◆ Excerpted text ◆

○ ○ ○ ○

Overheard, out and about, Mrs. Grundy sees all, tells all
Published 12:00 am Saturday, May 8, 2010
Peeping through my Venetian blind, I saw in bloom in my cottage garden, along the road, and across the way at Covington Hall weigela, daylilies, dandelions, lagustrum, Dutch clover, wild roses, Sweet William, privet hedge, red honeysuckle, chinaberries, oakleaf hydrangeas, begonias, petunias, geraniums, Van Fleet roses and Thweatt roses.
About six generations ago, privet hedges were the fashion, especially at country homes. In those days, people kept grass pulled from their yards. It was considered shameful to have grass growing out front. What one wanted was a sandy, smooth surface, swept clean with a broom-straw broom or cluster of bare branches. Often, a row of privet hedge skirted the front porch of a house or outlined the sides of the yard. These hedges replaced fences and required regular trimming and boxing. Privet hedge was cheap (free) and could be transplanted from roadsides and woods. Lawnmowers changed the style to grassy lawns.
A little bird tells me that Don Lingle, former minister of music at First Baptist, Andalusia, was given a surprise 70th birthday party May l at Lake Martin by his children, Kristen and Jeremy. Of course, Don’s Dot.com was there and a number of friends. I hear tell that his actual date of birth is April 29.

○ ○ ○ ○

Extracted records:

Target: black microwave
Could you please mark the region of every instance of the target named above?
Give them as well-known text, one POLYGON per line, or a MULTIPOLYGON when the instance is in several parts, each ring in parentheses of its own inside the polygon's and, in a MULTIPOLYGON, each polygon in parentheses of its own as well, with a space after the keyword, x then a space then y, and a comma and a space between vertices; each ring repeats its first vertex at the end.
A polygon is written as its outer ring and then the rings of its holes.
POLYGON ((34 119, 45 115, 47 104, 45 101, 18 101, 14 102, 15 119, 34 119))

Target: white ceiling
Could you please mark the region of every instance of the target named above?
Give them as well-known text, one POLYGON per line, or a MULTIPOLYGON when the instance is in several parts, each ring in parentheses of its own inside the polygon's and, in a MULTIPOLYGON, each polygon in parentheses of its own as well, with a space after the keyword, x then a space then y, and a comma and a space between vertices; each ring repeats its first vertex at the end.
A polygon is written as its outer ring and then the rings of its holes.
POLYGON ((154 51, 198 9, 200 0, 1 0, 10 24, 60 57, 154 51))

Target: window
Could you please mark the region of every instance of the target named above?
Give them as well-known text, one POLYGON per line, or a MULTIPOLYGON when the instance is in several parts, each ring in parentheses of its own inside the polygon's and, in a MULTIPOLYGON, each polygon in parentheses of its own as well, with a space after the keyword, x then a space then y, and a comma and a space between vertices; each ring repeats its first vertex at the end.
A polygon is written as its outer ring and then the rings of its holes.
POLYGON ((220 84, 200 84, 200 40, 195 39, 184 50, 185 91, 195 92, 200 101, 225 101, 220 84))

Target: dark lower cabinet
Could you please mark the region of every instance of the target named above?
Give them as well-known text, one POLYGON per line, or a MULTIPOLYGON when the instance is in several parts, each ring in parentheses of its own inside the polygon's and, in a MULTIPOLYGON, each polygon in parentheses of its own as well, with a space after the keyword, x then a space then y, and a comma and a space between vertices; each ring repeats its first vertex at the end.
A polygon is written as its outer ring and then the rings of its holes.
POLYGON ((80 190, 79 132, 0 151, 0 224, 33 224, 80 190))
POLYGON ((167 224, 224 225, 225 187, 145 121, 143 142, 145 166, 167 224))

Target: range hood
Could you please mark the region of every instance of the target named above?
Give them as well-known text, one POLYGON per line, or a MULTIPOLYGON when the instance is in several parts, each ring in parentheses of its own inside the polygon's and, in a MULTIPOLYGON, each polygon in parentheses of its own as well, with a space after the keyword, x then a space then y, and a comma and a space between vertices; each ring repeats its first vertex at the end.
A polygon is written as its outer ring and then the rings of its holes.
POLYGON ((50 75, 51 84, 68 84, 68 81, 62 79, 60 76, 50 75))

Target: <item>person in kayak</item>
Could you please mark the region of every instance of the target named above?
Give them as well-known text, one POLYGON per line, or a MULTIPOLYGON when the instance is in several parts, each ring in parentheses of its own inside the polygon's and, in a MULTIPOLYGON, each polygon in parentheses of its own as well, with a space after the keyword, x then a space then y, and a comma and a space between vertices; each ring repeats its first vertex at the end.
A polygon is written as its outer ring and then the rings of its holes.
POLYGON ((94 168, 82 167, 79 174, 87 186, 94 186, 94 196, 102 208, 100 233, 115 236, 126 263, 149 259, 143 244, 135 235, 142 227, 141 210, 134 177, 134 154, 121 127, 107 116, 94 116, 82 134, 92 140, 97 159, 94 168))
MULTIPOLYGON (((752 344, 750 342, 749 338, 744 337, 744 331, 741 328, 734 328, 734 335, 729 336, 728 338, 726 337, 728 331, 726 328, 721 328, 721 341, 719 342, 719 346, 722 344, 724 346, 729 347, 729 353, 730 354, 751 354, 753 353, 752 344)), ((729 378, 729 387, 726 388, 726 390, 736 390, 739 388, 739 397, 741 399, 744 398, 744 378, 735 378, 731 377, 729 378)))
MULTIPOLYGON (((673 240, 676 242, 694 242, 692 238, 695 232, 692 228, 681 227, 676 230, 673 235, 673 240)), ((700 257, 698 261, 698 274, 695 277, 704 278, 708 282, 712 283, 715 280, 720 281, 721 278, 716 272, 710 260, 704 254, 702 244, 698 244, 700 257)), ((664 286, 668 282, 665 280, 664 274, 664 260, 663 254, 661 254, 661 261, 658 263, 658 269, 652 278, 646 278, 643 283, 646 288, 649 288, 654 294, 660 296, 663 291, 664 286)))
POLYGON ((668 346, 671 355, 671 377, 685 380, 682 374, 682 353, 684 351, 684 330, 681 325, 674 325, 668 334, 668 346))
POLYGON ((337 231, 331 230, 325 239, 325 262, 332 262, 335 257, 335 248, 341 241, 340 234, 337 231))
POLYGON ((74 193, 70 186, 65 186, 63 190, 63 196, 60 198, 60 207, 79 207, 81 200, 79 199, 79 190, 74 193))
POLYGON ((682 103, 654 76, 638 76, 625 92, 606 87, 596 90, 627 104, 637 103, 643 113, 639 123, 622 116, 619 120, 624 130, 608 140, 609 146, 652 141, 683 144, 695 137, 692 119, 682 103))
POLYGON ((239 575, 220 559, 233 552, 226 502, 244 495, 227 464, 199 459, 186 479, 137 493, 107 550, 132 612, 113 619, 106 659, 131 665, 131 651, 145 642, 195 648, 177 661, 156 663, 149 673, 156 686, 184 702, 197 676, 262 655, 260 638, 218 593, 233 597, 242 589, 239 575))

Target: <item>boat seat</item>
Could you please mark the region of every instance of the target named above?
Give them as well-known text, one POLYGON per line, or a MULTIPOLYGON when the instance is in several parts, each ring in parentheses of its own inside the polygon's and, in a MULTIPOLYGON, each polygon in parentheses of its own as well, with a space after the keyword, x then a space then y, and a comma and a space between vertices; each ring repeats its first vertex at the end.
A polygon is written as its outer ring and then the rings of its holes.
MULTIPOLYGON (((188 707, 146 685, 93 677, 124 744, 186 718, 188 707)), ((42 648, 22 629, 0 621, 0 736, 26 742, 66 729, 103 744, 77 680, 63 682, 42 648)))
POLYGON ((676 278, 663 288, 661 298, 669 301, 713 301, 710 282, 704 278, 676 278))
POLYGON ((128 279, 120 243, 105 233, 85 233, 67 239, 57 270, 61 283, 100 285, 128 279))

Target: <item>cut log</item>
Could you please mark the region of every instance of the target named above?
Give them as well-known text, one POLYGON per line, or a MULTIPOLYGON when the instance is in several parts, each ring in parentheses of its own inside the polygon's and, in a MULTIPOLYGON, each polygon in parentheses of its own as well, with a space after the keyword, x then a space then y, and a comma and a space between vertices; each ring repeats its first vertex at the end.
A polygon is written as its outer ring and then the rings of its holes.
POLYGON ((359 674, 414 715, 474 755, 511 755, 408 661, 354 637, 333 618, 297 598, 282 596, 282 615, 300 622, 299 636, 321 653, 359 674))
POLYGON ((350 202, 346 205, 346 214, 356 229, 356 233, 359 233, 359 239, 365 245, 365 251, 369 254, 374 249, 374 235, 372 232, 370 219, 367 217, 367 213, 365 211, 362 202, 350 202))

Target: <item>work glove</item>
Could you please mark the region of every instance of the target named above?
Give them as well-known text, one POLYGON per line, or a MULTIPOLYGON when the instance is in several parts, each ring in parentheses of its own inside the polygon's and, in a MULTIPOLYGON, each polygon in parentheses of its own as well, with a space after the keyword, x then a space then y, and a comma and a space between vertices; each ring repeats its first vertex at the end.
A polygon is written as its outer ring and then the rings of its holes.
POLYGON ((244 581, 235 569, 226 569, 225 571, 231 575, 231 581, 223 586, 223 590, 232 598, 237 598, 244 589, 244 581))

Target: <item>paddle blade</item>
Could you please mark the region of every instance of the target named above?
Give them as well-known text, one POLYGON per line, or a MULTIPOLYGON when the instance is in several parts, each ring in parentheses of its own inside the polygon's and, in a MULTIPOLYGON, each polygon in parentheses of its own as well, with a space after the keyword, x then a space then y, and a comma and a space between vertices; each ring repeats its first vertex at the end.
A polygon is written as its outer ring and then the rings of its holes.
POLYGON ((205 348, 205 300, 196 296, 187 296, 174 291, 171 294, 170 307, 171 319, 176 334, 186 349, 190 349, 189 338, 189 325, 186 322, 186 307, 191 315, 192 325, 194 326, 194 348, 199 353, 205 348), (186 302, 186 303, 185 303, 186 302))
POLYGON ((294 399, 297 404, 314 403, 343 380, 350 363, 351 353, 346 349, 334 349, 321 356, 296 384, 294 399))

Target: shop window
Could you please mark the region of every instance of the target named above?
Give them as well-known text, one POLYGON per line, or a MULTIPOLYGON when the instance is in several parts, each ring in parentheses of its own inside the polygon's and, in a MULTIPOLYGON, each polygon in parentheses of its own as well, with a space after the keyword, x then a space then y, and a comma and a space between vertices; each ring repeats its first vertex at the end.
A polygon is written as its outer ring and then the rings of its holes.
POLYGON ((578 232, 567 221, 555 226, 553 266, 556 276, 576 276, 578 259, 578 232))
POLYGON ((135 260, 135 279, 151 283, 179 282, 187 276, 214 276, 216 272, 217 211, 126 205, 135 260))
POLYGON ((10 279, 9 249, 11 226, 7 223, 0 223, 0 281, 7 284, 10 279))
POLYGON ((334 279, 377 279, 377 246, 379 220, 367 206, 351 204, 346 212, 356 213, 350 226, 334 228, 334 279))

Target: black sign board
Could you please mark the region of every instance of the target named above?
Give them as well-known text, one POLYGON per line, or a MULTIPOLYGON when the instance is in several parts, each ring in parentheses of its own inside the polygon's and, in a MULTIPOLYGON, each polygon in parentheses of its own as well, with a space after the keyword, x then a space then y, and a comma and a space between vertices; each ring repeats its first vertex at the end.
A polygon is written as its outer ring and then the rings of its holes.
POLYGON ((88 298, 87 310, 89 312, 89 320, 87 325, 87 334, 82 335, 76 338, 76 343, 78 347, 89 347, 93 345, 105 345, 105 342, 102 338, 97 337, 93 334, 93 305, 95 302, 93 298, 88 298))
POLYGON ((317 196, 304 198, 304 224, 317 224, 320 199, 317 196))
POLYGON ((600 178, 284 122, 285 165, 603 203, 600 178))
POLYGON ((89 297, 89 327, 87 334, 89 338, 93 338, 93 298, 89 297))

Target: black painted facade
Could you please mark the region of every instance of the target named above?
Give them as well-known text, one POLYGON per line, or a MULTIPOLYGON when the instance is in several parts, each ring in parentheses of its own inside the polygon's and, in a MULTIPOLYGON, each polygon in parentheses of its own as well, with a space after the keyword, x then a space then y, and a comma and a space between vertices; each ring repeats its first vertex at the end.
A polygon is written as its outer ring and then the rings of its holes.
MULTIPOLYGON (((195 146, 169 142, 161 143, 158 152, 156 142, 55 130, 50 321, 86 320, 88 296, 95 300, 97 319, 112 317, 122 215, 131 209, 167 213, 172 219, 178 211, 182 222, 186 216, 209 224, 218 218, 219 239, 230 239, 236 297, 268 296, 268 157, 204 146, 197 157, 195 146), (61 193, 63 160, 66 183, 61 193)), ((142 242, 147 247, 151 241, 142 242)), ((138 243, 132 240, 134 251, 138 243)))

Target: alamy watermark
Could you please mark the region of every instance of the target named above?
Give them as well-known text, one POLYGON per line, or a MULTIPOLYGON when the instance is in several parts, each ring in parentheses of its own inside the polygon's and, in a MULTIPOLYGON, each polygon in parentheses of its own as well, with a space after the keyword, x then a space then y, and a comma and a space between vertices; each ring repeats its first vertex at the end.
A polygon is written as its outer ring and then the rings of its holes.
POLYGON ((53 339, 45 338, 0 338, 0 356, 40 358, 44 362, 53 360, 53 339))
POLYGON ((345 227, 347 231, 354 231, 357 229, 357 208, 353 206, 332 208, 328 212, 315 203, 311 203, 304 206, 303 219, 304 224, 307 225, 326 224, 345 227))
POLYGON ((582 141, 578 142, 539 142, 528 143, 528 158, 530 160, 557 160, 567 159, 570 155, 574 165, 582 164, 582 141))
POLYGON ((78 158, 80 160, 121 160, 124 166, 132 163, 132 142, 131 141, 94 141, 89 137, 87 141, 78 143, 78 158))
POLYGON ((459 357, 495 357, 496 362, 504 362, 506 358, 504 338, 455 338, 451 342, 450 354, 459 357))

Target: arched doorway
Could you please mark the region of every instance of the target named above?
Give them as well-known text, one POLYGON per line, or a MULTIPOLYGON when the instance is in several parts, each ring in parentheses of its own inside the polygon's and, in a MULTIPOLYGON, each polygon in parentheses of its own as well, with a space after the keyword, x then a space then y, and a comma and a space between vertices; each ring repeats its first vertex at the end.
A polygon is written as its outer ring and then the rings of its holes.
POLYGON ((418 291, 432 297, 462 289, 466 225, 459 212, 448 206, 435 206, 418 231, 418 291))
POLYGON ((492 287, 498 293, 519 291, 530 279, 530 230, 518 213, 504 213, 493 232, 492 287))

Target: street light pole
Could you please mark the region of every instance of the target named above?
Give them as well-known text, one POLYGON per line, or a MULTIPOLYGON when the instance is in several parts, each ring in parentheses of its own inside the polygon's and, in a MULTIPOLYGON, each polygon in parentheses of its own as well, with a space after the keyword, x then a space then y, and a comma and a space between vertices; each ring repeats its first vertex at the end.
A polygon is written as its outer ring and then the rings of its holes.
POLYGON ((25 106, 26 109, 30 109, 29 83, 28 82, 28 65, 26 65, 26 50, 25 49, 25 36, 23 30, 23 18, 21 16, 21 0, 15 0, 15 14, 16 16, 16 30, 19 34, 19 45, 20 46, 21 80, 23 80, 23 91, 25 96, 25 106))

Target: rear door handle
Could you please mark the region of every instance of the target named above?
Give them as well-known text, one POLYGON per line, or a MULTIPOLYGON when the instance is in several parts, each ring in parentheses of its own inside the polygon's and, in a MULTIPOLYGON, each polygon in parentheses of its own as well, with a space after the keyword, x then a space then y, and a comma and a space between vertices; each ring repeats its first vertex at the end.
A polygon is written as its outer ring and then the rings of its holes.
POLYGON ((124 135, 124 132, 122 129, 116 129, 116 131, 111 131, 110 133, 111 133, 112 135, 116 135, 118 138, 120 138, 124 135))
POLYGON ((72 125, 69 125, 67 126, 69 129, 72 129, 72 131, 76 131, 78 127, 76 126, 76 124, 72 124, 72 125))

○ ○ ○ ○

◆ Directive 1 ◆
Reproduce verbatim the passage of the Mrs. Grundy column starting at "About six generations" and ending at "to grassy lawns.".
◆ Directive 2 ◆
Translate this sentence from the Mrs. Grundy column into French: "It was considered shameful to have grass growing out front."
◆ Directive 3 ◆
Continue the Mrs. Grundy column from its final sentence.

◆ Task response 1 ◆
About six generations ago, privet hedges were the fashion, especially at country homes. In those days, people kept grass pulled from their yards. It was considered shameful to have grass growing out front. What one wanted was a sandy, smooth surface, swept clean with a broom-straw broom or cluster of bare branches. Often, a row of privet hedge skirted the front porch of a house or outlined the sides of the yard. These hedges replaced fences and required regular trimming and boxing. Privet hedge was cheap (free) and could be transplanted from roadsides and woods. Lawnmowers changed the style to grassy lawns.

◆ Task response 2 ◆
On considérait comme honteux d'avoir de l'herbe qui poussait devant la maison.

◆ Task response 3 ◆
Jed Blackwell, co-executive director of the South Alabama Regional Airport, hosted a tour of the airport for the senior adults of Cedar Grove Church of Christ recently. Jed heads up the Cedar Grove ministry to their senior adults. After the tour all ate at the airport restaurant.
Motoring over to Perry’s for the Sunday buffet last weekend, I passed the hilltop home of Mrs. Smith. The neat house was edged on three sides with a horseshoe garden of petunias, snapdragons, amaryllis, roses, coreopsis, English daisies and violas. Mrs. Smith, like her garden, is a smile on the face of her community and a blessing to humanity.
John and Mary “the Belle of Excel” Hill were treated to dinner in the House Restaurant of the Renaissance Hotel in Montgomery May l in honor of their 60th wedding anniversary. Joan (Hill) Mitchell of Andalusia and Jane Hill Crain of Birmingham hosted their parents, along with Joan’s husband, James, the Mitchell sons, Ryan and Matthew, Matthew’s date, Emily Frost, and Harrell and Ann Cushing of Montgomery. Dr. Cushing, who worded the blessing, is a former, two-terms pastor at First Baptist in Andalusia, and with his wife, close friends of the Hills.
Mary remarked to her husband, “If you make the living, I’ll make it worthwhile!”
Jason Tucker, one of my former students, pianist at First Baptist, and band director at the Andalusia Middle School, tells me that I didn’t begin my quotation from Longfellow’s “Paul Revere” correctly. I started at the third line. The first begins, “Listen, my children, and you shall hear.” Thank you, Jason.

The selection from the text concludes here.